* [Testo fornito]:
Utilizzando i calcoli di Copernico, scopre che i moti della Luna hanno velocità variabile: il che contraddice il principio dell'uniformità dei moti celesti.

Tuttavia Tycho Brahe rifiutò sia l'idea del moto rotatorio della Terra che del suo moto rivoluzionario attorno al Sole, basandosi sull'idea che un corpo gettato dall'alto di una torre non dovrebbe cadere alla sua base se il pianeta si muovesse. Un altro suo esempio famoso, debolissimo sul piano fisico, fu il seguente: se fosse vero che la Terra ruota da ovest verso est, allora il percorso di una palla di cannone, sparata verso ovest dovrebbe essere più lungo di quello di una palla sparata dallo stesso cannone verso est, ma gli artiglieri sanno bene che ciò non è vero, proprio perché la Terra è ferma.

* [Esercizi da svolgere]:
- 1) Elenchi tutti i corpi celesti nominati esplicitamente nel testo su Tycho Brahe.
- 2) In base al testo su Tycho Brahe, stabilisca se ciascuna affermazione è corretta: (a) Tycho Brahe accettava il moto rivoluzionario della Terra attorno al Sole; (b) i moti della Luna risultano avere velocità variabile; (c) l'esempio della palla di cannone è giudicato debolissimo sul piano fisico. Per ciascuna risponda sì o no e citi le parole decisive del testo.
- 3) Prosegua il testo su Tycho Brahe e il moto della Terra, ripartendo dopo la sua ultima frase.

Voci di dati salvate
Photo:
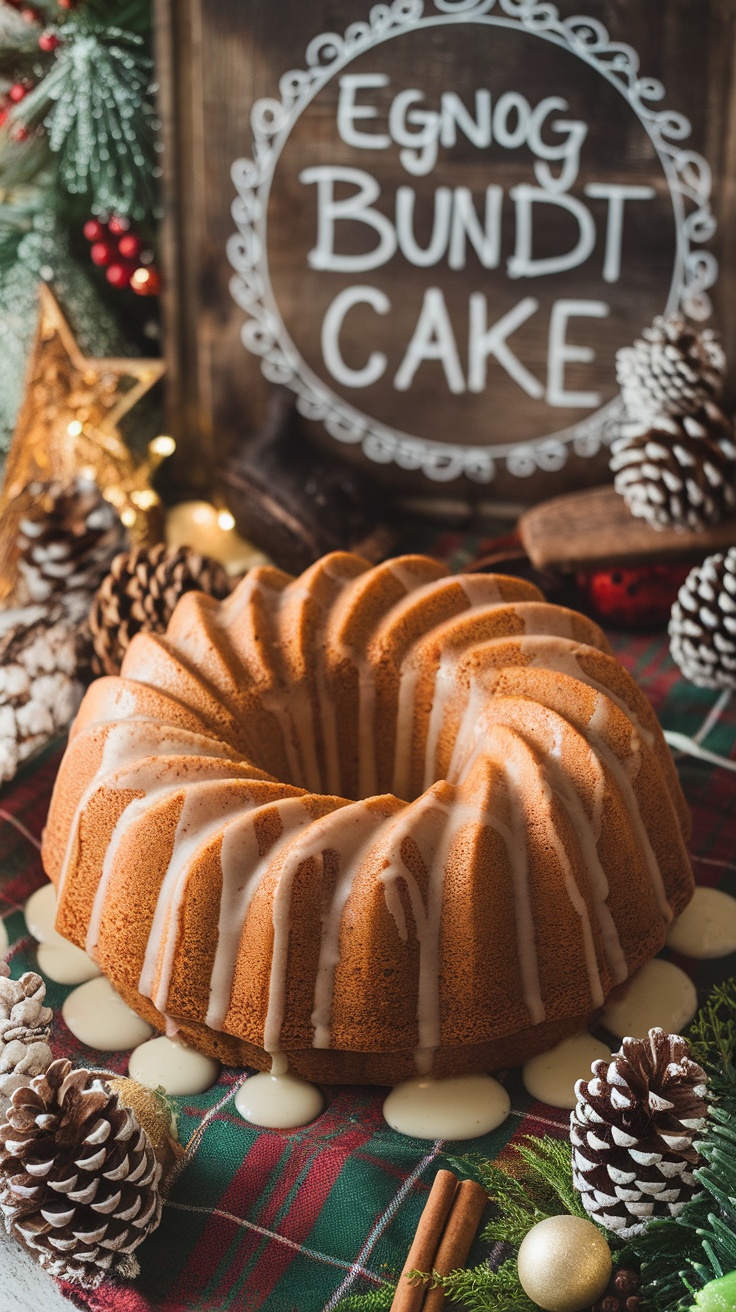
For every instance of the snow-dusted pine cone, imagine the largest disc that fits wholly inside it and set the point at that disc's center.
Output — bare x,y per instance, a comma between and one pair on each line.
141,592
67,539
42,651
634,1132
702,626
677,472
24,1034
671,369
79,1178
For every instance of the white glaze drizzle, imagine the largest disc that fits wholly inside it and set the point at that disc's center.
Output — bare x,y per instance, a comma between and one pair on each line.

* [Risposte per esercizio]:
- 1) Luna, Terra, Sole

- 2)
(a) No: «Tycho Brahe rifiutò sia l'idea del moto rotatorio della Terra che del suo moto rivoluzionario attorno al Sole».
(b) Sì: «i moti della Luna hanno velocità variabile».
(c) Sì: «debolissimo sul piano fisico».

- 3)
Però non ebbe dubbi nel sostenere che non vi è differenza qualitativa tra mondo sublunare e mondo celeste: il nostro mondo, costituito dai quattro elementi aristotelici (terra, acqua, aria e fuoco) è assolutamente uguale in termini qualitativi a quello celeste, composto di etere. Da notare che negli stessi anni anche Giordano Bruno era arrivato a sostenere, sulla base di ragionamenti metafisici, l'uguaglianza qualitativa tra il nostro mondo e quello celeste.

Insomma la Terra resta al centro dell'universo, col Sole e la Luna e le stelle fisse che le girano attorno. Sono piuttosto gli altri cinque pianeti (Mercurio, Venere, Marte, Giove e Saturno) che ruotano attorno al Sole. Tycho Brahe aveva realizzato un compromesso che faceva contenti i teologi ma che non sarebbe potuto durare a lungo.

In ogni caso lasciava aperto un problema insoluto, che risolverà il suo discepolo: se le orbite sono traiettorie geometriche e non enti fisici, cosa tiene su i pianeti? Aristotele diceva che le sfere si muovono in modo circolare per imitare l'eternità di Dio ("Primo Motore") e trascinano con sé i pianeti. Copernico diceva invece che il moto naturale di un oggetto sferico è quello di girare, e quindi è ovvio che le sfere celesti lo facciano. Ma se le sfere non ci sono, come fanno i pianeti a muoversi? A questa domanda risponderà Keplero, scientificamente.

Giovanni Keplero (1571-1630)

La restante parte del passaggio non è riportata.